Extract provided ::
^^^^^^^^^^^^^^^^

MATIJA DEDIC/Sentiana: Not quite a young lion anymore, this jazz piano man plays with that special something that attracted you to young Chick Corea and young Keith Jarrett. Playing in a trio with a pair of real hitters at his side, this isn't a set of smooth jazz for cocktail hour. Playing with the commitment of a real jazzbo, this former tyro hasn't finished looking in all the corners and under all the rocks as he issues an original program of transporting jazz that takes you places you didn't even know you wanted to go. Solid stuff throughout, Dedic is your go to piano man when you don't want to hear a program of samey-samey. Well done.

DOUG RICHARDS TRIO featuring DONNA SINGER/Jazz in the Living Room: And here's a solid voiced jazz thrush that has a command of the oldies but doesn't feel a need to attack them with the tortured artist effect. Singer keeps it upbeat where others like to slow it down and let you know how they feel. Singer apparently feels happy and good for her. Her style isn't an out of touch upbeatness, it's an attitude that just seems to know right where the sweet spot is. This is one of those more fun takes we've heard on jazz oldies in quite some time. Well done.

^^^^^^^^^^^^^^^^

Source material ::
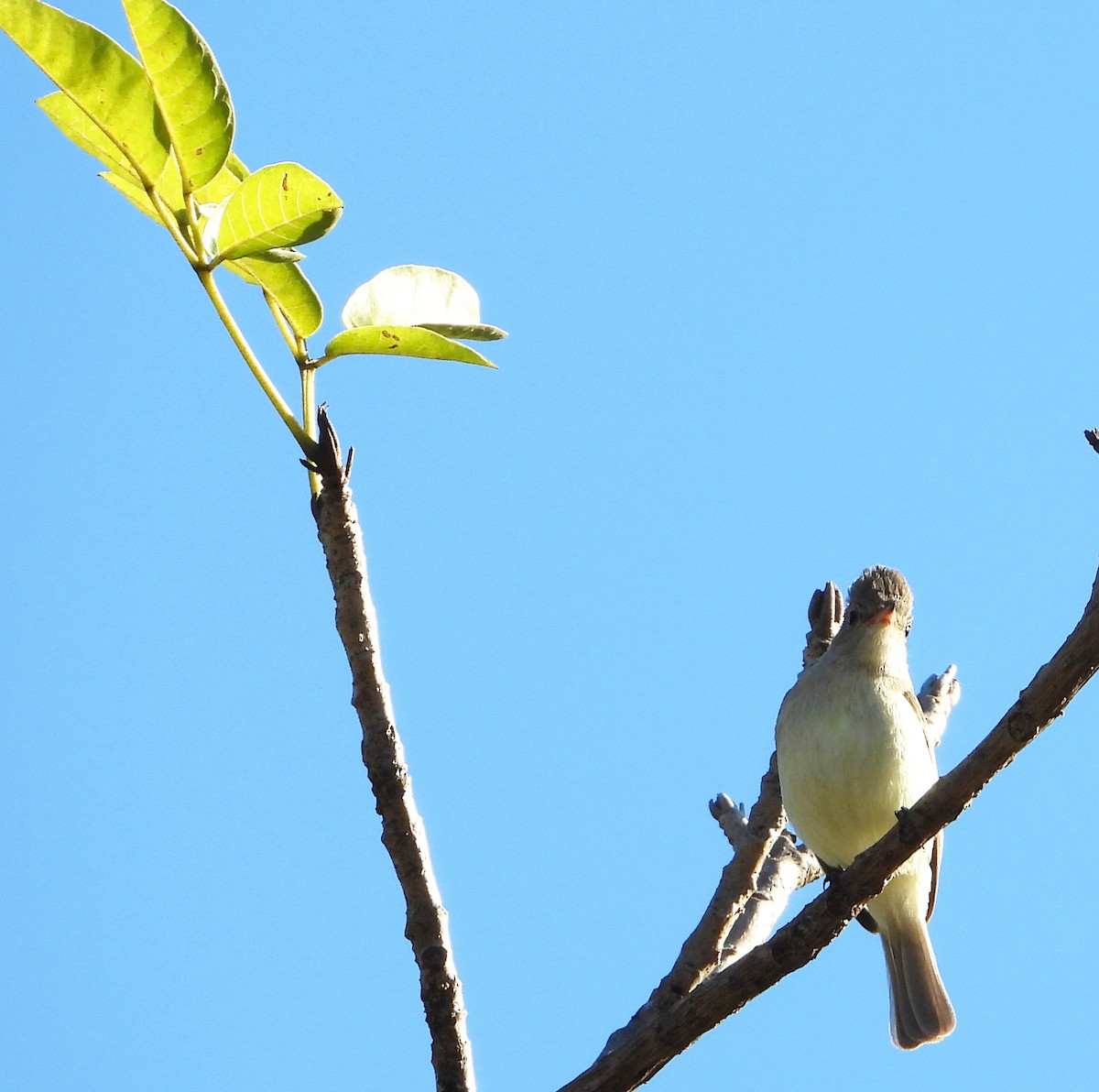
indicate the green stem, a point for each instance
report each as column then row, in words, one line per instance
column 309, row 416
column 305, row 440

^^^^^^^^^^^^^^^^

Directions ::
1) In the jazz album reviews, which two pianists does the reviewer say Matija Dedic's playing brings to mind?
2) List every person named in the jazz album reviews.
3) Carry on the jazz album reviews after their final sentence.

Results ::
1) Young Chick Corea and young Keith Jarrett.

2) Matija Dedic, Chick Corea, Keith Jarrett, Doug Richards, Donna Singer

3)
GINA VILLALOBOS/Sola: Bouncing back after a period of creative burn out that distanced this from her last album by five years, Villalobos never left the track that had her as a contender. Percolating with elements that make you notice the Lucinda Williams/Sheryl Crow similarities, it doesn't take that much of listen to make you remember that everything sounds like something else at this point, but once you scratch below the surface, that's where the uniqueness and the surprises lie. Hot and raw, the exposed nerves are paraded on display here but it never comes across as kvetching. Deep stuff that's a must for anyone that's been celebrating the 25th anniversary reissue of Williams' "debut" (third album). This is the sound of a soul on fire that can't be extinguished. Whew!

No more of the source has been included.